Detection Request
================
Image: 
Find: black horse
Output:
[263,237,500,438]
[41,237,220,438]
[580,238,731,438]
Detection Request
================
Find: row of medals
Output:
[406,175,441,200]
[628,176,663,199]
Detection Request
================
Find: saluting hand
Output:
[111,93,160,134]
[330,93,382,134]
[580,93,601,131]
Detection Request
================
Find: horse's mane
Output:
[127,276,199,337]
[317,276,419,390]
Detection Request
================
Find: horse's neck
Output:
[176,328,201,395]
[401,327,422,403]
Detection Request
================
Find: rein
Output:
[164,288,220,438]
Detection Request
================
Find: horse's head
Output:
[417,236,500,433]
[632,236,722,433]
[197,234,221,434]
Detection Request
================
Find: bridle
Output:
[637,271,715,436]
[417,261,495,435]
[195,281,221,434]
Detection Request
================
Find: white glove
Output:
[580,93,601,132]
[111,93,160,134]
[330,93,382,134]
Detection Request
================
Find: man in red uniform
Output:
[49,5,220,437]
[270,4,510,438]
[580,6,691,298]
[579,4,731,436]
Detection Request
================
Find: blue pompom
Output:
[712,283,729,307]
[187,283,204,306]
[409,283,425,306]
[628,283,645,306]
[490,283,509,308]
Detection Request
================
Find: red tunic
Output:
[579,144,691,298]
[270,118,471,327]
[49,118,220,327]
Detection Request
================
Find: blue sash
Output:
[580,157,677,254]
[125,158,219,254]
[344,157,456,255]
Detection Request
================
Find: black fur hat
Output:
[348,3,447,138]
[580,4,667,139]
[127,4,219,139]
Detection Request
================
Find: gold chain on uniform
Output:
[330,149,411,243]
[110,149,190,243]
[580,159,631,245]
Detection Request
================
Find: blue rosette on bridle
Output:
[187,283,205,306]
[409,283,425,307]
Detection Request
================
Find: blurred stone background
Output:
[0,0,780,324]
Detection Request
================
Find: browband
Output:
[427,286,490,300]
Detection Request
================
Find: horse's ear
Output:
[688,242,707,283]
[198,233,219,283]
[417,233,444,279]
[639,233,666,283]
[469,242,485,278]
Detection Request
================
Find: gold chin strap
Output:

^^^^^^^^^^^^^^^^

- Given request
Count the lines in the data above that contain the string "bridle", treating uppercase and lowercase as different, and reply with the number only.

- Task result
2